### WHAT YOU NEED TO DO
Please copy the data below exactly; none of the pictures in it belong in the copy.

======== DATA EXTRACT

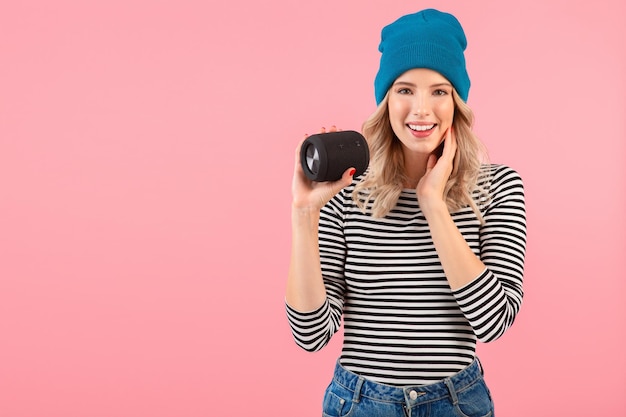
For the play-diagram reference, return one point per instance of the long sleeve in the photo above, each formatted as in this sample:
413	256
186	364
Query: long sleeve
313	330
492	300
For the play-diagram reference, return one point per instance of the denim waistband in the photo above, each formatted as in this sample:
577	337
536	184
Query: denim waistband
415	394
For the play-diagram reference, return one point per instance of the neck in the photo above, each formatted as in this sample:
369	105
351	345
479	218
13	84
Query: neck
414	168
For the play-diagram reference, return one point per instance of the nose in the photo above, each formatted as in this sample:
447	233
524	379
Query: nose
421	105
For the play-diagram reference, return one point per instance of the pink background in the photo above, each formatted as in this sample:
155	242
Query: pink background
146	150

================

### EXERCISE OUTPUT
For the play-diagram reference, return one point per instance of the long sleeve in the photo above, each formatted as in this sample:
413	256
186	364
Query: long sleeve
313	330
492	300
For the play-diagram reference, return one point per instance of the denim waistband in the photo above, each formatted as in this sample:
577	337
536	184
Query: denim waistband
415	394
For the play-diagram reference, return one point per instance of the neck in the photo above, each formatted as in this sample:
369	105
351	345
479	218
13	84
Query: neck
414	168
For the play-diagram reference, return one point per instance of the nose in the photo above, each formatted as in this sample:
447	233
524	379
Query: nose
421	105
For the play-diagram reference, return one point per instance of the pink background in the photo above, each formatted as in this sample:
155	242
Query: pink background
146	150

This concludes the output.